*Task inputs*.
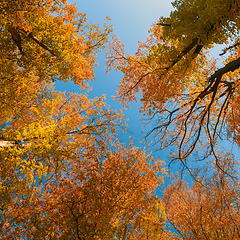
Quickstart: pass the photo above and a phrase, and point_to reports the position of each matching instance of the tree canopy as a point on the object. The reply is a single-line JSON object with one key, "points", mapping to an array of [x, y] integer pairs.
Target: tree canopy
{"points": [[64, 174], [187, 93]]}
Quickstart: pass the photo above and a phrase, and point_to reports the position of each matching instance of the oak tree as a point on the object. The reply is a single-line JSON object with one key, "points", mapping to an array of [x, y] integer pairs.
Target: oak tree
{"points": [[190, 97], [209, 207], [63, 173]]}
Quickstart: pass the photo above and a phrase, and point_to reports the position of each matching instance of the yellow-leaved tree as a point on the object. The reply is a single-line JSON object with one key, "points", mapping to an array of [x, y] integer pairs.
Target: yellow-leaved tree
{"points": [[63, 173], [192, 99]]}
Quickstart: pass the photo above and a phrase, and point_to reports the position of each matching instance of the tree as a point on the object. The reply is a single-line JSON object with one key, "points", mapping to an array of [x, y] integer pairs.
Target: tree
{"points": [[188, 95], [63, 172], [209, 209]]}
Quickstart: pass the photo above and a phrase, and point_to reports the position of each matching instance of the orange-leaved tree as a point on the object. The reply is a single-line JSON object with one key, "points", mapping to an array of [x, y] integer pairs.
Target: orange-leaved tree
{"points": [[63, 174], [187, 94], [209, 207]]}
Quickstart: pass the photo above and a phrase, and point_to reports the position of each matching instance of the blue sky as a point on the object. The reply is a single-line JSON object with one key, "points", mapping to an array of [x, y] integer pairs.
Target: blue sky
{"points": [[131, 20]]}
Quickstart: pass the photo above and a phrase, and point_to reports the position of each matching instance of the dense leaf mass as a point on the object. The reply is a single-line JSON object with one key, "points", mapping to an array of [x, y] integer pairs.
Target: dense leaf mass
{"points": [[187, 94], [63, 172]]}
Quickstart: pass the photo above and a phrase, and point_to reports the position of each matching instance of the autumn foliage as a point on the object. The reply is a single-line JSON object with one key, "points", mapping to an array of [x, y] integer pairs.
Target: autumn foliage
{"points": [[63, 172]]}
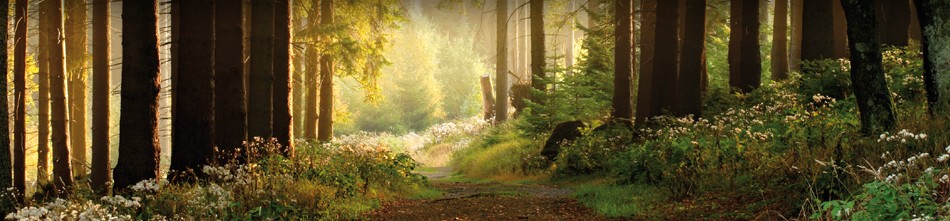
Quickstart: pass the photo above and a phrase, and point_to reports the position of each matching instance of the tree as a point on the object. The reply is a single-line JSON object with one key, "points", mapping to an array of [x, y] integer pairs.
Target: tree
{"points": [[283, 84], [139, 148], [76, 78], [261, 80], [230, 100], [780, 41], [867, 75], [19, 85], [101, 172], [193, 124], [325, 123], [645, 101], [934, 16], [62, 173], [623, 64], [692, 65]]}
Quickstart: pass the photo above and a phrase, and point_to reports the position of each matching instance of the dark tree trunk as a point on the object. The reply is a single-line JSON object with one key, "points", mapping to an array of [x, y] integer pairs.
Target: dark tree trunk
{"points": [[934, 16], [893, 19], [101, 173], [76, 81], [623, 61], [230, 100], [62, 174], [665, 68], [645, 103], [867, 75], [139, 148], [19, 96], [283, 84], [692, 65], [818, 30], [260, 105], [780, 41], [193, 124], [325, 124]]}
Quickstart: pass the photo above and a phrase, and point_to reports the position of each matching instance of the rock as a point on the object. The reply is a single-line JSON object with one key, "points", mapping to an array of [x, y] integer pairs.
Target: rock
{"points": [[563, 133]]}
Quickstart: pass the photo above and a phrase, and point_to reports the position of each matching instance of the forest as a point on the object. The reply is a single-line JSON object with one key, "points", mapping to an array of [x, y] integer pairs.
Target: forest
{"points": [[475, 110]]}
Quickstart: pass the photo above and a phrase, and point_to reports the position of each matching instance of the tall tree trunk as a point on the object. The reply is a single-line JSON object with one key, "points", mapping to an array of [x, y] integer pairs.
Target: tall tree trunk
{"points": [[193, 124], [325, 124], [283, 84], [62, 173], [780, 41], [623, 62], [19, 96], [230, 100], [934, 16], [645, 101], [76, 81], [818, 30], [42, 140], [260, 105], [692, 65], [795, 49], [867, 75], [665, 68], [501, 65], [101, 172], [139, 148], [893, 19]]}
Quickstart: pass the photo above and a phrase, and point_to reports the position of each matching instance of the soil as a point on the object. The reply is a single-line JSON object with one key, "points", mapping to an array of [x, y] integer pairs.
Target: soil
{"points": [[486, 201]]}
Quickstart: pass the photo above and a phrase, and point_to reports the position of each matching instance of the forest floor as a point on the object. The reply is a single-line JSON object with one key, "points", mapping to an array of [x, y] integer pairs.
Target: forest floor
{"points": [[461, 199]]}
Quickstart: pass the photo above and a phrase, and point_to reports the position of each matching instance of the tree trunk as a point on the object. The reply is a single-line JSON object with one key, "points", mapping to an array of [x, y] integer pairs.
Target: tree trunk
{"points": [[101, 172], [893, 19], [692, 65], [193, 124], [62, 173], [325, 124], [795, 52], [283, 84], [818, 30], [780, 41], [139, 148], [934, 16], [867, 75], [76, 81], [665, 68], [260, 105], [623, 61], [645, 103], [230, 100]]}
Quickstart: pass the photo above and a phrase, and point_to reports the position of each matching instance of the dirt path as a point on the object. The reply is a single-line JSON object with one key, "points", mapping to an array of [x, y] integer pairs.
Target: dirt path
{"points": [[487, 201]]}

*Requirement*. Please copy the data above exactly; the pictures do not belong in the copy.

*Response to the task*.
Quickstart: pass the photo above and a phrase, and point_to reports the position of each matching instance of the tree canopy as a point on the object. The reply is a single-line JSON object with one key, "points", mapping to an array of [x, y] integer pairs.
Target: tree canopy
{"points": [[64, 174], [187, 93]]}
Quickstart: pass the photo above and a phrase, and point_to reports the position of each matching instance of the oak tree as a point on the object. The reply is a single-line JSON object with one key, "points", mapping to an array of [x, y] integer pairs.
Target: oak tree
{"points": [[190, 97], [209, 207], [63, 173]]}
Quickstart: pass the photo above and a phrase, and point_to reports the position of each matching instance of the yellow-leaved tree as a point on the object. The reply is a single-line JSON object with one key, "points", mapping to an array of [x, y] integer pairs.
Target: yellow-leaved tree
{"points": [[63, 173], [192, 99]]}
Quickstart: pass the photo above and a phrase, and point_to reports the position of each matching instance of the tree as a point on the object. The reply is a single-line JSON object with one key, "points", mapping to an array of [x, y] integer pairs.
Target: tree
{"points": [[188, 95], [63, 172], [209, 209]]}
Quickstart: pass the photo above and a phrase, and point_to reports the position of each matching instance of the orange-leaved tree as a point on the object. The reply is a single-line JSON object with one key, "points", mapping to an array of [x, y] integer pairs.
Target: orange-leaved tree
{"points": [[63, 174], [187, 94], [209, 207]]}
Quickstart: pass the photo above and a phrase, and point_to reports the position of each matching instance of the blue sky as a point on the object. The reply is a single-line JSON object with one key, "points", mapping to an array of [x, y] integer pairs.
Target: blue sky
{"points": [[131, 20]]}
Quickstart: pass the photo above and a phrase, and point_to reports the position of each matching instance of the dense leaf mass as a point on the object. The reply is a single-line JSON object with one key, "points", mapping to an array of [x, y] integer pairs.
Target: dense leaf mass
{"points": [[187, 94], [63, 172]]}
Quickstart: pass the photo above and a phrase, and point_to reports the position of each matching instance of the autumn foliage as a point on the object. The reply is a single-line JSON object with one key, "points", mapping to an array of [x, y] integer pairs.
Target: autumn foliage
{"points": [[63, 172]]}
Quickstart: pass the photo above and a phrase, and point_to reports the position of each matching instance of the tree as a point on the object. The reply is a single-line JSON object with one key, "points", mapping to an array of [x, y] integer pairs.
Target: tree
{"points": [[283, 84], [139, 148], [76, 78], [261, 80], [230, 100], [780, 41], [867, 75], [19, 85], [101, 172], [193, 124], [325, 123], [645, 101], [934, 16], [62, 173], [623, 64], [692, 65]]}
Quickstart: pass the photo above and a phrase, and point_to reports the position of each matching instance of the dark tree trunk as a point on the object. The reply is a single-line JSON object with one key, "points", mapping to an array of [x, y] integer pairs.
Target: dark tree trunk
{"points": [[934, 16], [893, 19], [101, 173], [76, 81], [623, 61], [230, 100], [62, 174], [665, 68], [645, 103], [867, 75], [139, 148], [19, 96], [283, 84], [692, 65], [818, 30], [260, 105], [780, 41], [193, 124], [325, 124]]}
Quickstart: pass the photo above and a phrase, and point_to reports the position of each matching instance of the rock as a point on the object. The reply is a single-line JSON object with one key, "points", mapping to an array of [x, y] integer pairs.
Target: rock
{"points": [[563, 133]]}
Quickstart: pass the photo above and a phrase, and point_to reports the position of each matching instance of the forest as a point on the object. The reply is a single-line JSON object with one key, "points", mapping to an array of [x, y] integer pairs.
Target: forest
{"points": [[475, 110]]}
Quickstart: pass the photo above and a phrase, and point_to reports the position of each matching instance of the tall tree trunk as a point on the object. The reply is a single-line JSON object with one key, "points", mapping to an array of [x, y] integer pairs.
Target: tall tree trunk
{"points": [[193, 124], [325, 124], [283, 84], [62, 173], [780, 41], [623, 62], [19, 96], [230, 100], [934, 16], [645, 101], [76, 81], [818, 30], [42, 140], [260, 105], [692, 65], [795, 49], [867, 75], [665, 68], [501, 65], [101, 172], [139, 148], [893, 19]]}
Quickstart: pass the photo above and a phrase, and point_to reports the position of each matching instance of the soil as a point on the object. The reply is a single-line JSON object with one key, "points", mapping to an array of [x, y] integer pairs.
Target: soil
{"points": [[486, 201]]}
Quickstart: pass the photo above and a phrase, and point_to reports the position of each matching instance of the forest floor as a point on the object. The reply is a single-line JSON object with one key, "points", mapping to an array of [x, y] integer pairs.
Target: forest floor
{"points": [[461, 199]]}
Quickstart: pass the photo above and a phrase, and point_to reports the position of each matching instance of the tree trunk as a point on the object. The reply is a single-line JSON object with one key, "points", mapping to an array of [x, y] integer pairs.
Target: tree trunk
{"points": [[101, 172], [893, 19], [692, 65], [193, 124], [62, 173], [325, 124], [795, 52], [283, 84], [818, 30], [780, 41], [139, 148], [934, 16], [867, 75], [76, 81], [665, 68], [260, 105], [623, 61], [645, 103], [230, 100]]}
Quickstart: pass the photo above and a phrase, and point_to reports the position of each matching instance of the dirt path as a point on the object. The reply is a single-line JSON object with one key, "points", mapping to an array of [x, y] integer pairs.
Target: dirt path
{"points": [[487, 201]]}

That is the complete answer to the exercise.